**Task objective**
Gather every line from the entries below that includes "bank".

(Beginning of Materials provided)

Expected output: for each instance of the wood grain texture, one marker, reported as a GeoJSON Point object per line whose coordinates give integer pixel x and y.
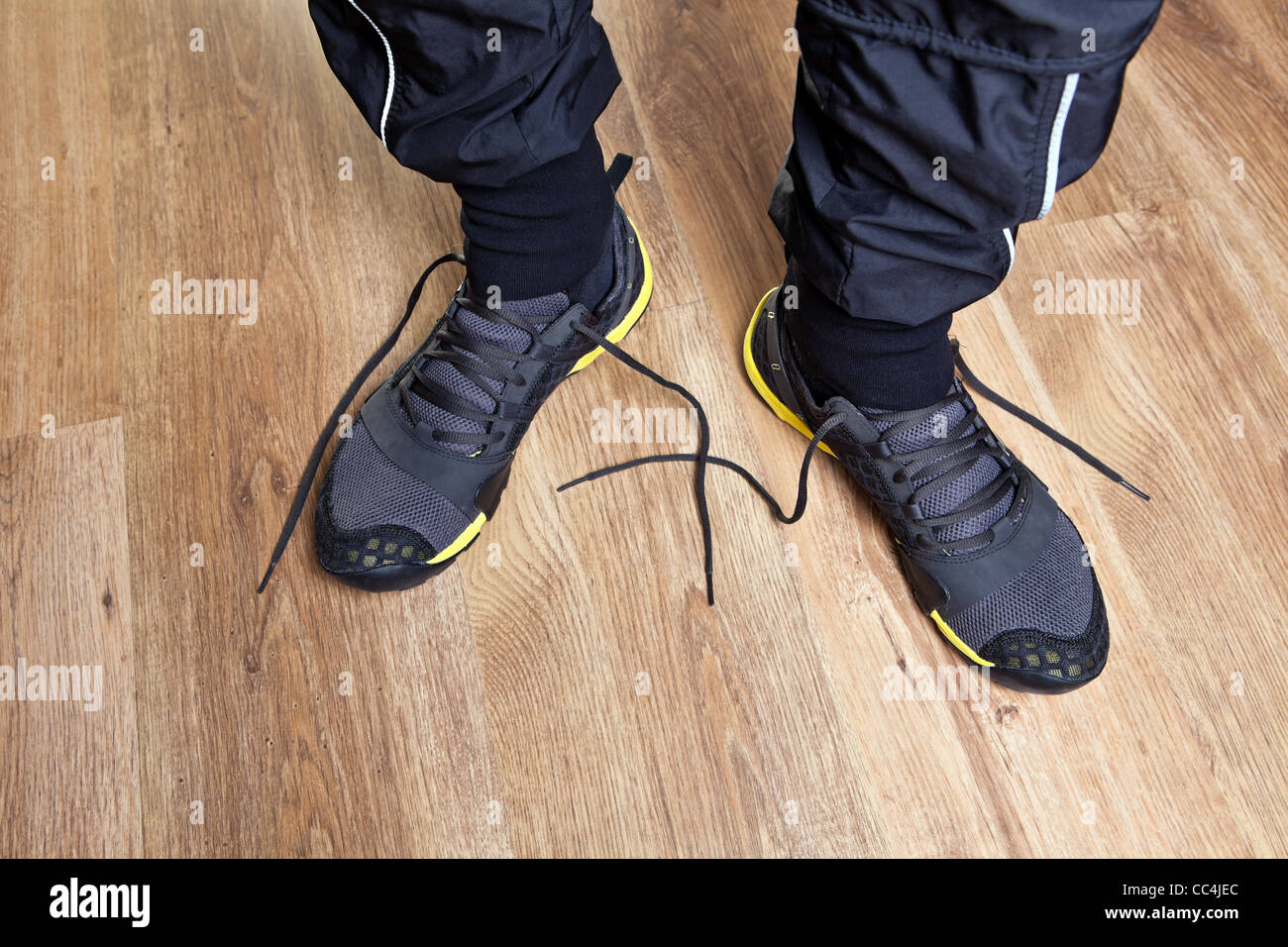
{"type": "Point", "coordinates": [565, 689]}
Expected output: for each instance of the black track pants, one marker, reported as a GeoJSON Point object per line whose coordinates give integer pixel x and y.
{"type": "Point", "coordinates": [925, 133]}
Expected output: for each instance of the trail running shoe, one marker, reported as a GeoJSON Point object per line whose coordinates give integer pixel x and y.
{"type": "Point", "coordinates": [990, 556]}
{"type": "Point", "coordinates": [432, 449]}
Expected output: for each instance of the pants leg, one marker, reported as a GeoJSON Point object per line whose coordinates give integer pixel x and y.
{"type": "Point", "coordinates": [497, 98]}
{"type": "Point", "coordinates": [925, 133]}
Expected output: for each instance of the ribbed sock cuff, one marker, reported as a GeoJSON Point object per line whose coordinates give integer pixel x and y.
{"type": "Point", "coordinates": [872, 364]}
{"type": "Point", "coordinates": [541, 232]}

(End of Materials provided)
(Beginning of Materials provided)

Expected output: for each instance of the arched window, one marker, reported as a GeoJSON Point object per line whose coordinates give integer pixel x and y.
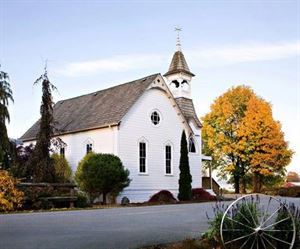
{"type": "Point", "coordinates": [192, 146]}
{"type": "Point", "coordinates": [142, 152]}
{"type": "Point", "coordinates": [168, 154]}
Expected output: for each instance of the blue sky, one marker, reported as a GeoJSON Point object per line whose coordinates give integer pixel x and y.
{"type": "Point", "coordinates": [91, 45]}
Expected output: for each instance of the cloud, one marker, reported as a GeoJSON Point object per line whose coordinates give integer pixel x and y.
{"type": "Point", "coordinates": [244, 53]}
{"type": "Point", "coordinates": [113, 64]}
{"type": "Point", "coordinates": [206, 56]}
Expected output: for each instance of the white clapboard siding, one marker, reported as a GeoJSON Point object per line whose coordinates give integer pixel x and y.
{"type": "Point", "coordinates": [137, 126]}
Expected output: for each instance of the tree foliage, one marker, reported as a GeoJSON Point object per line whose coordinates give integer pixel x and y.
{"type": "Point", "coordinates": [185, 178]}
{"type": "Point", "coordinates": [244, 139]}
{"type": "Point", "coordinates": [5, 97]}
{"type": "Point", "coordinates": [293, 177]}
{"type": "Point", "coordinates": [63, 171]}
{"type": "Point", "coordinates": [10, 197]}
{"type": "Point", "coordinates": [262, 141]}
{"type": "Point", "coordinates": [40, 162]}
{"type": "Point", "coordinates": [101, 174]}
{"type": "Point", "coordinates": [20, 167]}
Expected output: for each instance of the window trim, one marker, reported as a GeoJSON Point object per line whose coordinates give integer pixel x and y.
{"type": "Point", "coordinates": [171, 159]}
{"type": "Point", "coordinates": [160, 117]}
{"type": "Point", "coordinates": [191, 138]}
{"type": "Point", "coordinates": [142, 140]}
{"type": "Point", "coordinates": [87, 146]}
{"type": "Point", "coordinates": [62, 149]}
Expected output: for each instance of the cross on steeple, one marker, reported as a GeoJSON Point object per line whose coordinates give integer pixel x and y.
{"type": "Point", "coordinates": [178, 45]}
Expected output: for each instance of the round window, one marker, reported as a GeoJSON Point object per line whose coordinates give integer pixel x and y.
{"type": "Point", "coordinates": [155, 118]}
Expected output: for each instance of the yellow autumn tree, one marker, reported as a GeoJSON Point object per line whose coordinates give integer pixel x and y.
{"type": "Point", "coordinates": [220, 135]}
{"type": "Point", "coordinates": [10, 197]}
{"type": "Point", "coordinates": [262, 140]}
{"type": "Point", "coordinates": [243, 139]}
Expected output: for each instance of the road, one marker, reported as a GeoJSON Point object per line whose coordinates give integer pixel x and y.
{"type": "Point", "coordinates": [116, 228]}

(End of Materials provided)
(Beginning of Materials provided)

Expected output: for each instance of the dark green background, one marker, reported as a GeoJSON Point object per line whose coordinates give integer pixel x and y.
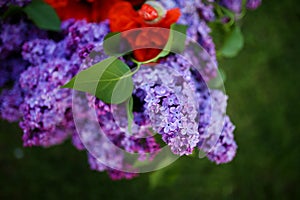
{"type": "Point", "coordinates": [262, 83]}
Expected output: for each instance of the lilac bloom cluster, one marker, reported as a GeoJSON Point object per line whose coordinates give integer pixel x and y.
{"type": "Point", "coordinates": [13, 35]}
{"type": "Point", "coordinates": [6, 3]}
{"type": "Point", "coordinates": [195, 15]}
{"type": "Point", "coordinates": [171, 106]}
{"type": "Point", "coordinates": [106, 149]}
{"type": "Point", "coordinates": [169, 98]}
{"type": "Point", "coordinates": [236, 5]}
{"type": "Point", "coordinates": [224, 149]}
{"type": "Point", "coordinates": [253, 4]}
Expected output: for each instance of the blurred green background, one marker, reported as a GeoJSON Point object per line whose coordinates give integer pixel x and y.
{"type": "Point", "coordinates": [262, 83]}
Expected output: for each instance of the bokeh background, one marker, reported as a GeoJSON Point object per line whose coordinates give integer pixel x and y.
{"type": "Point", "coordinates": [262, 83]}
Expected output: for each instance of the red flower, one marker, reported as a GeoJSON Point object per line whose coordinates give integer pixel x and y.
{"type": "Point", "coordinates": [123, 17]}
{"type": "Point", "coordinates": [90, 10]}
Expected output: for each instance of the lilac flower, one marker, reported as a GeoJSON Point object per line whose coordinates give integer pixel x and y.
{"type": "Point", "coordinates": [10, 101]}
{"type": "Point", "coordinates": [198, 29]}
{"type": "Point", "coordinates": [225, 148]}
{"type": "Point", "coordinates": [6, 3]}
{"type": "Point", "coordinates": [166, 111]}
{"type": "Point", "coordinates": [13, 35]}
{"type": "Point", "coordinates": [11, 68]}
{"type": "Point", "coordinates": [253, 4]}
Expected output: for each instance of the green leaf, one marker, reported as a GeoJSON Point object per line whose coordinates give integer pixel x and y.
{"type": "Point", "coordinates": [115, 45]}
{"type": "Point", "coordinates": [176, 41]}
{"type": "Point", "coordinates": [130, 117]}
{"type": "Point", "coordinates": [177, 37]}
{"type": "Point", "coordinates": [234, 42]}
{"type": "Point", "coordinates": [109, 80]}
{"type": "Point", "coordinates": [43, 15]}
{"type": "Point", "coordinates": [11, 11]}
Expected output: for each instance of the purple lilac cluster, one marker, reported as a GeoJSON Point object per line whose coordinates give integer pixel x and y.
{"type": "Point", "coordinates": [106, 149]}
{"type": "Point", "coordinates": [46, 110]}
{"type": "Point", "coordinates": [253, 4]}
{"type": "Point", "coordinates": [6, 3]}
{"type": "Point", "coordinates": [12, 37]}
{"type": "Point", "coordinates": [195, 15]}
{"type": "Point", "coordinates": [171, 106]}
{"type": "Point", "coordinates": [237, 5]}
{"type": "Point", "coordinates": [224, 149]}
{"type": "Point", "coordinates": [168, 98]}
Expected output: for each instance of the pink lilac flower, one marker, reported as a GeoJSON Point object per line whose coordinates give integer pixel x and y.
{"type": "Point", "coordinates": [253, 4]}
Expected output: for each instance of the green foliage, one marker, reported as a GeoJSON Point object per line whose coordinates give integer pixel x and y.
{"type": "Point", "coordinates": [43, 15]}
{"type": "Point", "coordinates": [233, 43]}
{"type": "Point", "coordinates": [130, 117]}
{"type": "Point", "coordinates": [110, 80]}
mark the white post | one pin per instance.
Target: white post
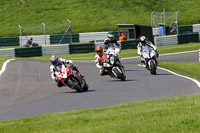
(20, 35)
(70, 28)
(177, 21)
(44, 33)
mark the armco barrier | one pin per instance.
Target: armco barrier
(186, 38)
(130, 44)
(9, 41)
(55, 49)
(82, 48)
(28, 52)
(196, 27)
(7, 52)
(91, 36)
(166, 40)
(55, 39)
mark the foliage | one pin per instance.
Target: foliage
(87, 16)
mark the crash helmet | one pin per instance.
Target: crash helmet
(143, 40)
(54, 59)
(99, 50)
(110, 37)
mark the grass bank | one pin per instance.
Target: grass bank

(End of Materials provided)

**Answer to the exercise**
mark the grass bank | one pin per instance.
Target: grass bank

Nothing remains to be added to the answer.